#### WRITTEN REQUEST 1:
Locate every line in the records that contains the word "dirt" and copy each of those lines.

#### DOCUMENT PASSAGE:
————————

While the China space threat consists of a spectrum of possibilities, the U.S. space threat to China clearly goes beyond the realm of possibilities, Zhang Hui at Harvard University contends in his article that examines threats from a Chinese perspective. Drawing on authoritative sources, he argues that the United States is unambiguously committed not only to exploiting space for military purposes, but also to controlling space by all necessary means including weapons deployed in space. The objective is not only to protect U.S. space assets, but to deny adversaries the use of space in wartime. In its most ambitious rendition, controlling space applies even to the transitory period of several minutes when an adversary’s missiles are passing through space enroute to their wartime targets on enemy soil. This prospective role for U.S. space control weapons – shooting down an adversary’s ballistic missiles – is the central concern of Zhang’s analysis, as it represents the most serious threat to China’s security.A space-based U.S. missile defense system, especially one designed to shoot down ballistic missiles during their several minutes of boosted flight after launch (boost-phase defenses), would pose the gravest potential threat by enabling the United States to neutralize China’s strategic nuclear missile deterrent.

In some respects Zhang and many U.S. analysts understate the degree of potential threat to China by stressing the huge cost of the thousands of space- based interceptors needed to maintain an around-the-clock vigil of Chinese missile launches, and by stressing the relative ease by which China’s missiles could punch holes in this defensive constellation. The understatement derives from the fact that a far less extensive galaxy of U.S. space-based interceptors would be needed if the United States could choose the moment for initiating hostilities as part of a preemptive offensive strategy. Even a constellation of dozens of interceptors could be decisive if the United States enjoyed the luxury of setting the terms of the onset of conflict and the interceptors were optimally positioned at that moment.

In Zhang’s view, China could counter by deploying anti-space weapons designed to cripple the U.S. missile defense network, but such a step could ignite an arms race in space (and, we might add, create impulses to preemptively strike in space during a crisis). Alternatively, China could ramp up its arsenal of nuclear missiles and warheads to the point at which it would overwhelm the U.S. defense capability, but the downsides are numerous. A Chinese missile build-up could trigger nuclear reactions from India. If Pakistan follows suit, an arms race in South Asia could result. It could also require China to re-start its fissile materials production facilities and thereby unravel China’s commitment to the multinational treaty calling for all countries to stop future production of such materials.

————————

Records excerpted from a collection
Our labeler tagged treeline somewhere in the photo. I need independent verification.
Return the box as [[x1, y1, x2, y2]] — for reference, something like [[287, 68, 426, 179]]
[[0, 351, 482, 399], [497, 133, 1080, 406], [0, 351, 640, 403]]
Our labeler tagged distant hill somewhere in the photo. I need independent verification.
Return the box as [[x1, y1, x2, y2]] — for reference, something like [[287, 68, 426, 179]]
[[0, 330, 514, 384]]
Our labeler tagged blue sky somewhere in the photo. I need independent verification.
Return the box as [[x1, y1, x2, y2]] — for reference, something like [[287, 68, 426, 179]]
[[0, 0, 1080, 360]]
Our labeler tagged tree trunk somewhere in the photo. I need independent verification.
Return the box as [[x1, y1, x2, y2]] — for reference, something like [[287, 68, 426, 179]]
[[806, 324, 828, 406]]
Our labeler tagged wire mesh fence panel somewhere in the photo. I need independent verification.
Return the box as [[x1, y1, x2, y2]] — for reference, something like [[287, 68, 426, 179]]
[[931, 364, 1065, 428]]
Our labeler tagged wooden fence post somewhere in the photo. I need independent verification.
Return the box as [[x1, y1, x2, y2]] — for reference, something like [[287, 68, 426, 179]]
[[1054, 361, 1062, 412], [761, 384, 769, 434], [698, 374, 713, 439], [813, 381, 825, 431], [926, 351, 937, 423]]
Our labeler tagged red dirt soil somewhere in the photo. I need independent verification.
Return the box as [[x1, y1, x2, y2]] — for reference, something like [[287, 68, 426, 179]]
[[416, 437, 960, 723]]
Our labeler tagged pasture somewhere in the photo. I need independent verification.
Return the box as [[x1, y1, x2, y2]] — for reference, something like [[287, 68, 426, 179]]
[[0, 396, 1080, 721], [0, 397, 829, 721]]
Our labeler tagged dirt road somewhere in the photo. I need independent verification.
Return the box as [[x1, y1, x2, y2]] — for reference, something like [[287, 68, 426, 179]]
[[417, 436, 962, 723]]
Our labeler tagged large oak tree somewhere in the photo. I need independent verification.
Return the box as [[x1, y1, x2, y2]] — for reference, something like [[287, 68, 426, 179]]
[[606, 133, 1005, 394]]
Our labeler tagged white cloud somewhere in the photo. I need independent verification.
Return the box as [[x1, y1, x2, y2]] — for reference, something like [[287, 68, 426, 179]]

————————

#### WRITTEN REQUEST 2:
In the passage on space threats between the United States and China, which Harvard University author's article is discussed?

#### SOLUTION 1:
Our labeler tagged red dirt soil somewhere in the photo. I need independent verification.
Our labeler tagged dirt road somewhere in the photo. I need independent verification.

#### SOLUTION 2:
Zhang Hui